[Dataset rows on where objects appear]
◆ ◆ ◆ ◆ ◆ ◆ ◆
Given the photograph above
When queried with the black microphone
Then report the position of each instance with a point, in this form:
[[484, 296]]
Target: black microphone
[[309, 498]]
◆ ◆ ◆ ◆ ◆ ◆ ◆
Reproduce the records above line for line, with no changes at all.

Correct response:
Given the photograph above
When queried with the black microphone
Then report the position of each instance with a point, in this form:
[[484, 296]]
Target: black microphone
[[309, 498]]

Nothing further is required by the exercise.